(Dataset rows showing where objects appear)
· · · · ·
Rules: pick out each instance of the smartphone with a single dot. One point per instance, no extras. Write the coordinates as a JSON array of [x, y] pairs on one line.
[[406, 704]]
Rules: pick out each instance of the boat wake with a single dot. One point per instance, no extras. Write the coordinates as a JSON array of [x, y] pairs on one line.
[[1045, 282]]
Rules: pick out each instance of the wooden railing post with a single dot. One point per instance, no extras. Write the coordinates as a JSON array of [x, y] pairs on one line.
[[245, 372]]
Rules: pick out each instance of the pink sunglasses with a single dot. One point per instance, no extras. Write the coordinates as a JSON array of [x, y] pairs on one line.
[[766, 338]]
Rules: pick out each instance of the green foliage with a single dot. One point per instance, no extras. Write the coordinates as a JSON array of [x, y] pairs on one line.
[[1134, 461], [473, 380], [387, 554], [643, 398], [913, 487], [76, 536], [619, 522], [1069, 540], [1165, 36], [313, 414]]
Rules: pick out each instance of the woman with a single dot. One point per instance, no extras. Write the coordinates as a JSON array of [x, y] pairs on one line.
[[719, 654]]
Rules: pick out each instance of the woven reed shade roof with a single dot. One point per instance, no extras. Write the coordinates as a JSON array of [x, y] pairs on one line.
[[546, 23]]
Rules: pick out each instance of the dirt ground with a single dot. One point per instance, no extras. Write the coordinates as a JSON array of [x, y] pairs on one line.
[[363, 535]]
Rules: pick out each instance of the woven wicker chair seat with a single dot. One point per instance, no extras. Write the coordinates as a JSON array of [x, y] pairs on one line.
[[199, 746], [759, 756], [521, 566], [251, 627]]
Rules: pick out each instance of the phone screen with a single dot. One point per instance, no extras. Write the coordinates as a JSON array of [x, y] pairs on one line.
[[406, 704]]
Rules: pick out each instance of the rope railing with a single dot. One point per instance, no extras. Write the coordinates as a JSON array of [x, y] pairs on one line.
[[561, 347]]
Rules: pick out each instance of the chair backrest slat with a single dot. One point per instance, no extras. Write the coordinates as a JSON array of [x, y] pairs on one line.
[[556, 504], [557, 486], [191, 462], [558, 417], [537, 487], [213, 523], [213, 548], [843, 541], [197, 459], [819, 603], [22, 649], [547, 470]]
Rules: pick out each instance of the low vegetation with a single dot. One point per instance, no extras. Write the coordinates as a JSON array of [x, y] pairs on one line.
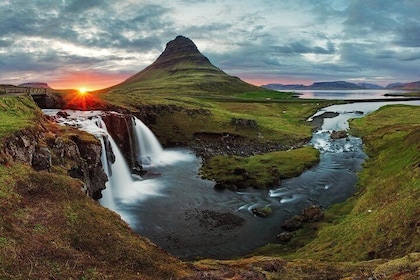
[[17, 113], [50, 229], [259, 171], [381, 220]]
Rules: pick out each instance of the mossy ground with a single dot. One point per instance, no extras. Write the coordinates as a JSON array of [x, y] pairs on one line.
[[381, 220], [50, 229], [259, 171], [16, 113]]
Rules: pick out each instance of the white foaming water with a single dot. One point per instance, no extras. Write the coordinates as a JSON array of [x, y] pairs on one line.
[[121, 188], [150, 150]]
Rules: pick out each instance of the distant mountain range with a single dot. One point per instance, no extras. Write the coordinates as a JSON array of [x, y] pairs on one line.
[[342, 85]]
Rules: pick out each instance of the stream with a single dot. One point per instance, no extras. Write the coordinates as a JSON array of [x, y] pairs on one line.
[[185, 215]]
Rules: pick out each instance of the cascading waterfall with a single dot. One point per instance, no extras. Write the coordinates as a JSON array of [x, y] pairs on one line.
[[122, 187], [149, 149]]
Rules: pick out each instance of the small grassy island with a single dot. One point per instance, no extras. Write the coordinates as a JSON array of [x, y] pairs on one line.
[[50, 229]]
· · · · ·
Task directions | Write out every line of the listing above exactly, and leave the pictures out of your copy.

Reply to the task |
Rules: pick out each instance of the smartphone with a single dot. One point per instance, no extras. Write the coordinates as a JSON array of [x, y] pairs on one line.
[[406, 704]]
Rules: pick out each instance of the boat wake with a single dot. One point per instance, no extras. Write the coordinates as a JSON array of [x, y] pairs on one line.
[[1045, 282]]
Rules: pick out each instance of the wooden railing post with a single dot. One point per instance, no extras. Write the coordinates as a JSON array of [x, y] pairs on one line.
[[245, 372]]
Rules: pick out each instance of the pink sunglasses with a single dot. One point per instance, no extras. Write the coordinates as a JSON array of [x, y] pairs on one line.
[[766, 338]]
Rules: pick out each instance of the green foliage with a single dot. One point per instance, no extras. Write the coordinates as a JSON array of [x, y] pairs on one line.
[[1134, 461], [473, 380], [387, 554], [643, 398], [913, 487], [76, 536], [619, 522], [1069, 540], [1165, 36], [313, 414]]
Rules: pick out each instance of the woman with a single dot. One point per instance, no extras. Write the coordinates as a JSON array of [x, y] pairs on one line.
[[719, 654]]
Rules: pick out each instance of the woven reed shade roof with a single dot. One point per instance, no extras. Write the coordinates as a JSON array of [x, y] pairs on one line.
[[546, 23]]
Rules: pick out each instance of the dirt ground with a single dot. One point per instance, no extras. Write the coordinates as a JSON array of [x, y] pairs on one line.
[[363, 535]]
Rules: pick out each instance of the woven wicker chair seat with a single dot. One point per instance, no extras. Write the coordinates as a JSON array of [x, y] pairs on one line.
[[199, 746], [759, 756], [521, 566], [251, 627]]
Rules: pick out each instance of the phone screen with a single dot. One point per instance, no extras. Write the coordinates as a JSON array of [x, y] pairs on one line.
[[406, 704]]
Rules: pick out each instance of the rope railing with a single dot. One point per instance, no extras. Write the coordinates as a JSON array of [x, y] pairs on one line.
[[561, 347]]
Rules: pick out each instance of the chair backrest slat with a single dot. One point per instance, no extras. Write the coordinates as a JSON array of [x, y] pairs on one line.
[[556, 504], [557, 486], [191, 462], [558, 417], [537, 487], [213, 523], [213, 548], [843, 541], [197, 459], [819, 603], [22, 649], [547, 470]]
Rules: pick out each instance of the low vegetation with a single dot. One point per instance, no extras. Write the coordinates as a JSON array of [x, y] pairs on one line.
[[17, 113], [50, 229], [259, 171], [381, 220]]
Rules: pick out each instance of the mossy ground with a single dot. One point per instance, no extras. Write the coordinates as a JSON array of [x, y] pairs on one line.
[[381, 220], [50, 229], [259, 171], [16, 113]]
Rules: pick out each instance of the white foaming water with a single dot. One point per instance, no extras. Write the coordinates as a JSON array of [x, y] pairs on one line.
[[121, 188], [150, 150]]
Rules: pick out each instance of the distant mountain range with a single dot. One point per instance, no extras. Write the coordinates as a JSON array of [x, y] pairs on one line.
[[342, 85]]
Rules: pick out each instance of the stream with a single dot. One point per instance, no extras. Write the coordinates as a JSON array of [x, y] pairs on one line.
[[185, 215]]
Rules: pick out each instance of the cascading waterfall with a single dot. One point per instance, no extras. Write the coordinates as a JSON array of [x, y] pairs on one line.
[[122, 187], [149, 149]]
Rules: pick out each instance of the small grassy island with a single dot. One point per instance, no extras. Write the coordinates as a JSON array of [x, y] pairs on one line.
[[50, 229]]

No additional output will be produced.